### GIVEN INFORMATION
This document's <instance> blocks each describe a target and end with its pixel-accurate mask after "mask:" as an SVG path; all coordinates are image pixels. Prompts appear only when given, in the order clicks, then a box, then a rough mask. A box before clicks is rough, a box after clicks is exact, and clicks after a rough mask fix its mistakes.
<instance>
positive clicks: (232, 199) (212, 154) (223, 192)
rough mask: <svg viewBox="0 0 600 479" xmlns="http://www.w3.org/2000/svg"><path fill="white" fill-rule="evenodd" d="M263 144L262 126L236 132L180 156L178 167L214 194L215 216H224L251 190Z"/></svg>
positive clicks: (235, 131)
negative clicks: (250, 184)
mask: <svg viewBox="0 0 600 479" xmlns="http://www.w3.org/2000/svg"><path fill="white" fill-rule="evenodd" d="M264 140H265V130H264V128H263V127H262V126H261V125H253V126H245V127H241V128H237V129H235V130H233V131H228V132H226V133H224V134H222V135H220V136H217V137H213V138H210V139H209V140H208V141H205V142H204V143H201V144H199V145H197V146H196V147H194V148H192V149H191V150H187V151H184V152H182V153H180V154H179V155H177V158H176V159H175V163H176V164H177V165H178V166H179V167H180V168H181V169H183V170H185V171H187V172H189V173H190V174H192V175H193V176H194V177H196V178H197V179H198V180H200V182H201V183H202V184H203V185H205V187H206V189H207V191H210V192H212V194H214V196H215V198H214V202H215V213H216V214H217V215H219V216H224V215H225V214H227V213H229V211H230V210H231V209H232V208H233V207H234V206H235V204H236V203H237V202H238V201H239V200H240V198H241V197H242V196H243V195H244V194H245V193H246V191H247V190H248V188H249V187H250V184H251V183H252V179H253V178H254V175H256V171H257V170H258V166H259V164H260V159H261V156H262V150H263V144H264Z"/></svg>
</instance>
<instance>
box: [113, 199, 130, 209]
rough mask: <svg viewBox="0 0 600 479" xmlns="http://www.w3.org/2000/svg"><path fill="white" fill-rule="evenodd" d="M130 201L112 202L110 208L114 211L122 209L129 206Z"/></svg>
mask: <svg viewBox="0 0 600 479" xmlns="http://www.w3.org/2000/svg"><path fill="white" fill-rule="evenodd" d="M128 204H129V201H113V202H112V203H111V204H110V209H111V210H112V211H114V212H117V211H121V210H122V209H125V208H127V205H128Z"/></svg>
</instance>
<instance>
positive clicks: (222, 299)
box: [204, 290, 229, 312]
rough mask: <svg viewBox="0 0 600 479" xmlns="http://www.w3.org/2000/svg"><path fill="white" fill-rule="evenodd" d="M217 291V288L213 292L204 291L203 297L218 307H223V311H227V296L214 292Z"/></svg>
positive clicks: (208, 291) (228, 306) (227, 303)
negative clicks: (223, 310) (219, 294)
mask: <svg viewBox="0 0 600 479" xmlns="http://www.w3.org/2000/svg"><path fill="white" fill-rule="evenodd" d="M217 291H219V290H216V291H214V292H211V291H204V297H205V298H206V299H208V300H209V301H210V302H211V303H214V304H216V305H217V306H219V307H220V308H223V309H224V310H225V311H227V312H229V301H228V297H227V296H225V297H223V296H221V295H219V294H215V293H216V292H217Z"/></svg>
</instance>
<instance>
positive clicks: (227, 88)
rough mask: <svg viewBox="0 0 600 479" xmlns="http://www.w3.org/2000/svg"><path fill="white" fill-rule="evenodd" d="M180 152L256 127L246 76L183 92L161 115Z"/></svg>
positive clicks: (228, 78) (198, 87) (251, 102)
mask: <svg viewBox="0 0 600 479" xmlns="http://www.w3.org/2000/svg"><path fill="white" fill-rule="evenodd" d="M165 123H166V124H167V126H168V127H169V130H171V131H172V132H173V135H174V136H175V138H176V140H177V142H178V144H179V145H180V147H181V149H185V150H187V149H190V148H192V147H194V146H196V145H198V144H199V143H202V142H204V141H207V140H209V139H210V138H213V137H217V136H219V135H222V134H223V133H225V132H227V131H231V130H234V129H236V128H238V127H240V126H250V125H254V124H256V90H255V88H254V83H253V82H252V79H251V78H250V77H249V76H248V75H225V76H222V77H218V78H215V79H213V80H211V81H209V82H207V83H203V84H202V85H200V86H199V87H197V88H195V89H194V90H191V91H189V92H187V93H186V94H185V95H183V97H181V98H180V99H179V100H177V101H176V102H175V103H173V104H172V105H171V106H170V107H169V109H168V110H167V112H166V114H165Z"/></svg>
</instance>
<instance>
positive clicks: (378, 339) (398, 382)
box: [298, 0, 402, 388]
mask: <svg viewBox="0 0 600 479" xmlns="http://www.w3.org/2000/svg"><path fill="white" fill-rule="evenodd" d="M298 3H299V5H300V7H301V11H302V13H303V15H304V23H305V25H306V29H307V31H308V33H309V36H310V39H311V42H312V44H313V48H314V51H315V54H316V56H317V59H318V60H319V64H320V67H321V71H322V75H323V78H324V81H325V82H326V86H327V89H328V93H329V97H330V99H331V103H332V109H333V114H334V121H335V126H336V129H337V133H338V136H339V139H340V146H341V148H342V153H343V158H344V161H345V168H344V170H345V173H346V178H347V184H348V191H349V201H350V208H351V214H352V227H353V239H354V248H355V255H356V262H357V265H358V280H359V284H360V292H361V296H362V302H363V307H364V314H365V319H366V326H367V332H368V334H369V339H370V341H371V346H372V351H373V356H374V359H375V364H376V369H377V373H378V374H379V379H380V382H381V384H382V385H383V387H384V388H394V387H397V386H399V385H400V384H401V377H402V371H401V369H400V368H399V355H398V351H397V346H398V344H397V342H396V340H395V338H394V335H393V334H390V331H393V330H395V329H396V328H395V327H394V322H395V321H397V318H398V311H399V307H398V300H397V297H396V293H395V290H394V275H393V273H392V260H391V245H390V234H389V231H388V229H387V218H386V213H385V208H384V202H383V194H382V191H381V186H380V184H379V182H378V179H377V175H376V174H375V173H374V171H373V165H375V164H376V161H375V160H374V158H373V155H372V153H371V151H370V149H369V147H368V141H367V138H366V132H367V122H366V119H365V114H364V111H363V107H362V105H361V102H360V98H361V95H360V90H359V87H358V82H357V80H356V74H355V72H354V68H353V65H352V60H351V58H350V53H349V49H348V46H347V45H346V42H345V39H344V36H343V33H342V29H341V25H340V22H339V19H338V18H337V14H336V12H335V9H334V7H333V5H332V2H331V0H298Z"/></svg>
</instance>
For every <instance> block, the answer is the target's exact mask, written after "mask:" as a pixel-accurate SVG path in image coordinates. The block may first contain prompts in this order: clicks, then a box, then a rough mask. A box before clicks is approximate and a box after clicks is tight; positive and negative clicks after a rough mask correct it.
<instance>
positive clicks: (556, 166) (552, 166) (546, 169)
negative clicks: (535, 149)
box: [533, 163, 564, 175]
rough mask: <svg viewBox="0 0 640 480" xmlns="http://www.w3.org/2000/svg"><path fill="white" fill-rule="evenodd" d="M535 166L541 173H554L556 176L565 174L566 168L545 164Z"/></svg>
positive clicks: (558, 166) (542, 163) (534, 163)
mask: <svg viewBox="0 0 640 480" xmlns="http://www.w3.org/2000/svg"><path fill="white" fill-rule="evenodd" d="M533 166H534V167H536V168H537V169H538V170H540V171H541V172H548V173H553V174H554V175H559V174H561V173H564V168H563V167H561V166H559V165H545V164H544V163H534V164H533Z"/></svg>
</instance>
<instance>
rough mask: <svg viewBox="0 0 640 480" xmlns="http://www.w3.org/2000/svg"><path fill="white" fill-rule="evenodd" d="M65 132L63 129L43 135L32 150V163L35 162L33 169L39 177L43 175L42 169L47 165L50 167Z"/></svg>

### WORK TO BE COMPLETED
Look over the material above and report each line holding "before".

### RESPONSE TO THIS TASK
This document's <instance> blocks each describe a target and end with its pixel-accurate mask after "mask:" as an SVG path; all coordinates are image pixels. Prompts appear only when given, in the order clicks, then a box, then a rough mask. A box before clicks is rough, a box after clicks is exact, and clicks after a rough mask fix its mistakes.
For every <instance> block, the answer is the target's exact mask, written after "mask:" as a pixel-accurate SVG path in image coordinates. The block may first contain prompts in this order: clicks, then a box, then a rough mask. A box before clicks is approximate and a box after clicks is tight; positive and negative clicks after a rough mask correct it.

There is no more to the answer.